_AIM OF THE EXERCISE_.
Print the records below exactly, leaving out nothing.

Dataset records:

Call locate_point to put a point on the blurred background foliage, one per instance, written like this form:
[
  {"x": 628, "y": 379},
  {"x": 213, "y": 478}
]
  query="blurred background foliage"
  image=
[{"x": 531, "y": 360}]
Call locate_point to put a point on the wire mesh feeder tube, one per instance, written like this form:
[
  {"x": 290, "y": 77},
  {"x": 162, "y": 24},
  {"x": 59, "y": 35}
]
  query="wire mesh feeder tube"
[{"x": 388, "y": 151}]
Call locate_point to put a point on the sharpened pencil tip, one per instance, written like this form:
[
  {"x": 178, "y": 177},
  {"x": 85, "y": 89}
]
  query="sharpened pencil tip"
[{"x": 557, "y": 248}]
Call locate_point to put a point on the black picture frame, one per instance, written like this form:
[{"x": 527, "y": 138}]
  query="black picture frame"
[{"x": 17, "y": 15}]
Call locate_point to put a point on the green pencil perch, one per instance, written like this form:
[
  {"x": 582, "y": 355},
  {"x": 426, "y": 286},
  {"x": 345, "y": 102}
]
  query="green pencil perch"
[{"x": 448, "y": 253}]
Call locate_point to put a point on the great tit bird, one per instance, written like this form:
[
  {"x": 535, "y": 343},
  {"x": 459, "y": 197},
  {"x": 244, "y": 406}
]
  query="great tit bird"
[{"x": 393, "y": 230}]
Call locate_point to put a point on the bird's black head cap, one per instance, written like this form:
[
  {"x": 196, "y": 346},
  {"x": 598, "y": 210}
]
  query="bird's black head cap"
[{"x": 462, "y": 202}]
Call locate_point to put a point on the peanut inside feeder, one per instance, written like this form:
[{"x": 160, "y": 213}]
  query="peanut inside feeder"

_WRITTEN REPLY_.
Call locate_point to put a point on the blurred background foliage, one per instance, written like this form:
[
  {"x": 628, "y": 379},
  {"x": 213, "y": 478}
]
  query="blurred background foliage"
  image=
[{"x": 531, "y": 360}]
Call locate_point to put a point on the wire mesh feeder tube, one per instance, written like this form:
[
  {"x": 290, "y": 77},
  {"x": 162, "y": 24},
  {"x": 59, "y": 35}
]
  query="wire mesh feeder tube"
[{"x": 388, "y": 151}]
Call locate_point to put a point on the sharpened pencil tip, one per instance, written like this form:
[
  {"x": 178, "y": 177},
  {"x": 85, "y": 89}
]
  query="sharpened pencil tip"
[{"x": 557, "y": 248}]
Call locate_point to put a point on the black picture frame, one per instance, written like this form:
[{"x": 527, "y": 138}]
  query="black picture frame"
[{"x": 17, "y": 15}]
Call locate_point to put a point on the green pencil perch, one per instance, written like this form:
[
  {"x": 582, "y": 355},
  {"x": 426, "y": 286},
  {"x": 345, "y": 102}
]
  query="green pencil perch"
[{"x": 448, "y": 253}]
Call locate_point to put a point on the great tit bird, one per instance, written like this form:
[
  {"x": 535, "y": 343},
  {"x": 459, "y": 197},
  {"x": 244, "y": 406}
]
  query="great tit bird"
[{"x": 393, "y": 230}]
Call locate_point to put a point on the bird's black head cap, one per instance, written like this form:
[
  {"x": 196, "y": 346},
  {"x": 598, "y": 210}
]
  query="bird's black head cap"
[{"x": 462, "y": 202}]
Call locate_point to put a point on the peanut inside feeder, one per instance, written like this form:
[{"x": 160, "y": 213}]
  query="peanut inside feeder"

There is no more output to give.